------ GIVEN RECORDS ------

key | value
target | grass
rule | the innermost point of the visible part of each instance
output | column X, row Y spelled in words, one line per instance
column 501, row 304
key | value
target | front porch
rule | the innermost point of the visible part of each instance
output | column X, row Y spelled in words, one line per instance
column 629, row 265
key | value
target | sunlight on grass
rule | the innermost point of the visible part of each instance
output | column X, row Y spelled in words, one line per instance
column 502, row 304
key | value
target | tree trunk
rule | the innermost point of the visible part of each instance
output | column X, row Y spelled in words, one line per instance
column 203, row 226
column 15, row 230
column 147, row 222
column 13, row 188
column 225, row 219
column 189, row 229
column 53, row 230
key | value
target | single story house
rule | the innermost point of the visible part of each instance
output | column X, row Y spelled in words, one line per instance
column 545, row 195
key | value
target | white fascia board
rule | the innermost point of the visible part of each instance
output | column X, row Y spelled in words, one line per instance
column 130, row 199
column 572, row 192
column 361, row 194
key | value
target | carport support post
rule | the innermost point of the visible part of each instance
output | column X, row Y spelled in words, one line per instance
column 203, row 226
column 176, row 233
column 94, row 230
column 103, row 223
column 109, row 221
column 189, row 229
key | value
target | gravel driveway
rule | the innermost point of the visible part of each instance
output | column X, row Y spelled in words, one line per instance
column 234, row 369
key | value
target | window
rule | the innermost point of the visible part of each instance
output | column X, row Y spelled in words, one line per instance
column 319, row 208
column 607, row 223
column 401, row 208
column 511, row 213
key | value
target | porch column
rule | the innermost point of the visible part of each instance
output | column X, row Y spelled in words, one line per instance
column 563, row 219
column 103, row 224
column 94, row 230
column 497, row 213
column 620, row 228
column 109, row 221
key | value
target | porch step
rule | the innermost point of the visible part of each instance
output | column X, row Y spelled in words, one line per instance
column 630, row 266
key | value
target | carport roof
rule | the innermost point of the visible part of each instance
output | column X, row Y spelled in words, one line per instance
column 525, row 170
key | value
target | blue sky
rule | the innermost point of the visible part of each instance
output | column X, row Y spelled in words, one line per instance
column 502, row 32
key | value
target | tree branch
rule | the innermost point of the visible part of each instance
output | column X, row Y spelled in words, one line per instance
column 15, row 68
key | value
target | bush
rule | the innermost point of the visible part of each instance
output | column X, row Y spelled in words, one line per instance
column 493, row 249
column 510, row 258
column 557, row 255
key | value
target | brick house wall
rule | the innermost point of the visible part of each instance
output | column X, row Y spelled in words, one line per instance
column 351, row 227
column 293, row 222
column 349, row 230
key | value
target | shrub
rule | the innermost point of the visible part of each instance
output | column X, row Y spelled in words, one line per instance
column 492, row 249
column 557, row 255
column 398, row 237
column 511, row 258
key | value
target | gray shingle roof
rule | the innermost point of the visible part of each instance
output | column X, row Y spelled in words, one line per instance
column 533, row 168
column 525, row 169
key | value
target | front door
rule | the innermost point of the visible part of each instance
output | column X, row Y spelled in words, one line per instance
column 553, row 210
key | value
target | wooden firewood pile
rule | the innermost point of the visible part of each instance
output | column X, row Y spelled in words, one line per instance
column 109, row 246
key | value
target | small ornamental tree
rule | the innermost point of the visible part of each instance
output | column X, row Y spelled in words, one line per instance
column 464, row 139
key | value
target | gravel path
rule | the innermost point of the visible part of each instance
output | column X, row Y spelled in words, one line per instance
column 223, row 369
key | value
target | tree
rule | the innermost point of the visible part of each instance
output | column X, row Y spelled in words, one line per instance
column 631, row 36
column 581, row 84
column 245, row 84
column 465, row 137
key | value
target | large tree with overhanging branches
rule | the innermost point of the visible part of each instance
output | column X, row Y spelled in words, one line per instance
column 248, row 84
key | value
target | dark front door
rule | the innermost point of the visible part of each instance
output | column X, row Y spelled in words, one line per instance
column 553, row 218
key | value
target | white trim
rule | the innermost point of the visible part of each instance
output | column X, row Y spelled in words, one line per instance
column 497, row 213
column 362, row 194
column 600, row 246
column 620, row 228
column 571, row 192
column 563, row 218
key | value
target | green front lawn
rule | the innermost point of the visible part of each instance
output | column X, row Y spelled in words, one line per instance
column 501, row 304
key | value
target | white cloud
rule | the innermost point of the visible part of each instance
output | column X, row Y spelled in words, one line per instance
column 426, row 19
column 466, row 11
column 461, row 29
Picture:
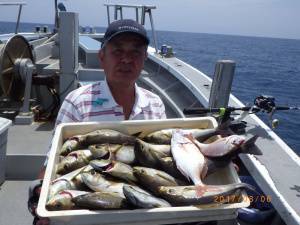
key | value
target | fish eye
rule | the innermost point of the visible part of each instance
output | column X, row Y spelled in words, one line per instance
column 58, row 205
column 171, row 191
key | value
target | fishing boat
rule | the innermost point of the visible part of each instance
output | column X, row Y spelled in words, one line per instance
column 38, row 69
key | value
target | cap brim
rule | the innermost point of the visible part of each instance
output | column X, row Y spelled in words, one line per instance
column 147, row 41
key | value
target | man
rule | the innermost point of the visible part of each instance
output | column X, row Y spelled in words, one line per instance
column 122, row 56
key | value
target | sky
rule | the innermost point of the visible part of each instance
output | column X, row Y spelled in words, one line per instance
column 264, row 18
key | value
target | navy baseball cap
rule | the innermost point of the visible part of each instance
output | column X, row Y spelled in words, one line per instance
column 124, row 26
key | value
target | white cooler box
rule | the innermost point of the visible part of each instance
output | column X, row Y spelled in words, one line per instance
column 138, row 216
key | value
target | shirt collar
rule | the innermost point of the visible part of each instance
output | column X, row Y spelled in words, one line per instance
column 107, row 95
column 141, row 100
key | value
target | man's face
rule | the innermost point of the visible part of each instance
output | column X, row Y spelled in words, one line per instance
column 123, row 58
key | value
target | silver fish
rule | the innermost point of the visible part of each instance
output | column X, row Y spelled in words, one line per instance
column 74, row 160
column 164, row 136
column 98, row 182
column 70, row 145
column 100, row 200
column 65, row 182
column 114, row 168
column 107, row 136
column 151, row 179
column 63, row 200
column 148, row 154
column 143, row 199
column 195, row 195
column 122, row 153
column 229, row 146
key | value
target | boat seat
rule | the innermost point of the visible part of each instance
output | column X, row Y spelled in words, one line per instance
column 90, row 48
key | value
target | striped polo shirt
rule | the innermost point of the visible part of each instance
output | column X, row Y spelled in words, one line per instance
column 94, row 102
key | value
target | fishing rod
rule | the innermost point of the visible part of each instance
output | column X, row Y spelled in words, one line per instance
column 262, row 103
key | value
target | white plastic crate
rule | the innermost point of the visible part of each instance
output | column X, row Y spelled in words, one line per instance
column 138, row 216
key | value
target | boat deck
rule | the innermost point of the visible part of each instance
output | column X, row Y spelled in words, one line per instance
column 27, row 147
column 277, row 160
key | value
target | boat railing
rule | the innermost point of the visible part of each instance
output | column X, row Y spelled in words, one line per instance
column 20, row 4
column 145, row 9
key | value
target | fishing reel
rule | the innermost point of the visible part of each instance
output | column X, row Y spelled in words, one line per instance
column 265, row 103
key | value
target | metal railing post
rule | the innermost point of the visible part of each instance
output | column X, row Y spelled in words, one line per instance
column 18, row 20
column 221, row 86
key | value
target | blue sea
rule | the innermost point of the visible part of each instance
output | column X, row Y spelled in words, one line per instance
column 268, row 66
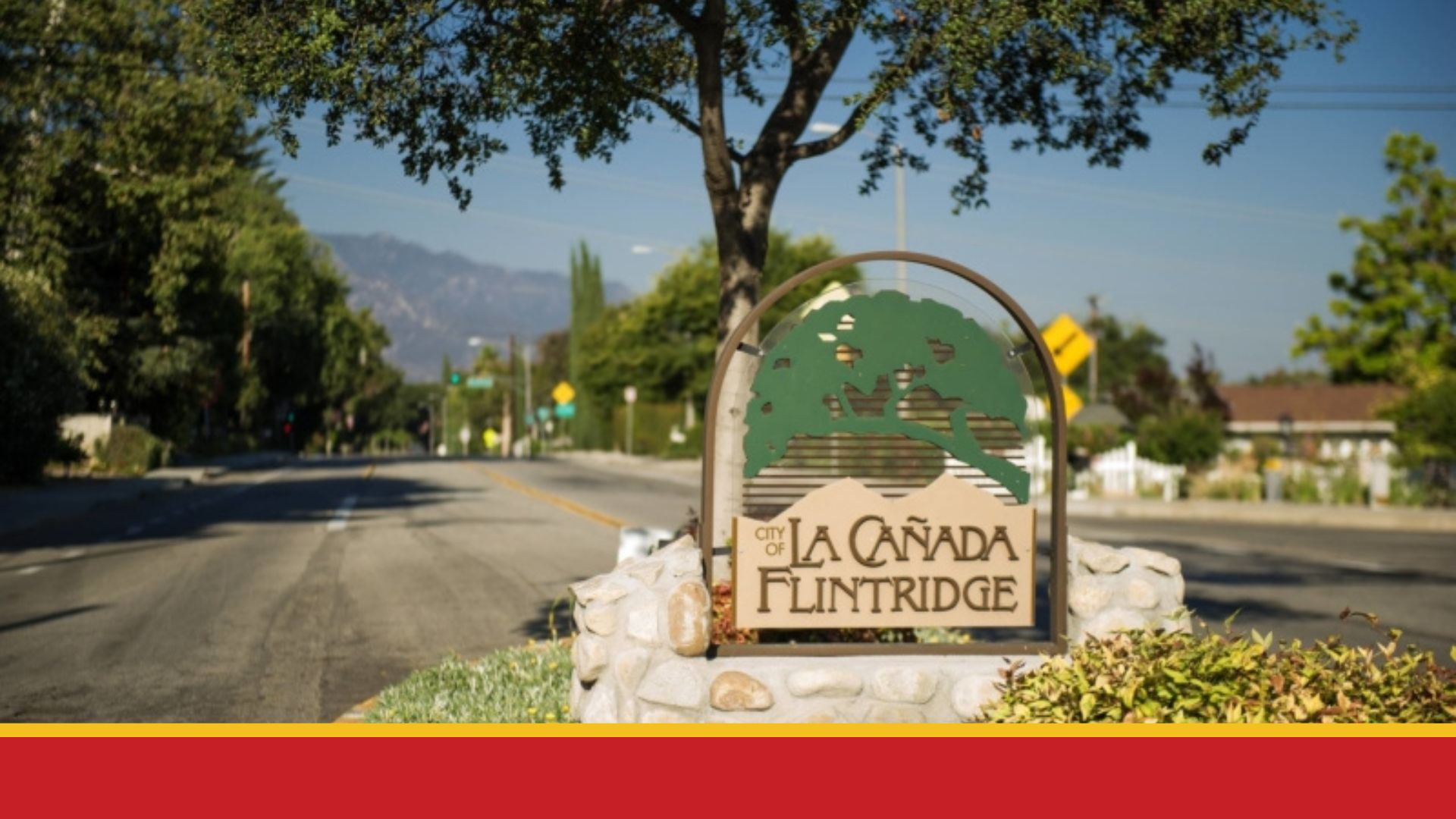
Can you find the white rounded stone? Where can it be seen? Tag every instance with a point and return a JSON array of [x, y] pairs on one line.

------

- **INSTRUCTIONS FOR THE TASK**
Reproduce every line from the entries that holds the word "house".

- **PROBLEM SOLUTION**
target | single story house
target | brick house wall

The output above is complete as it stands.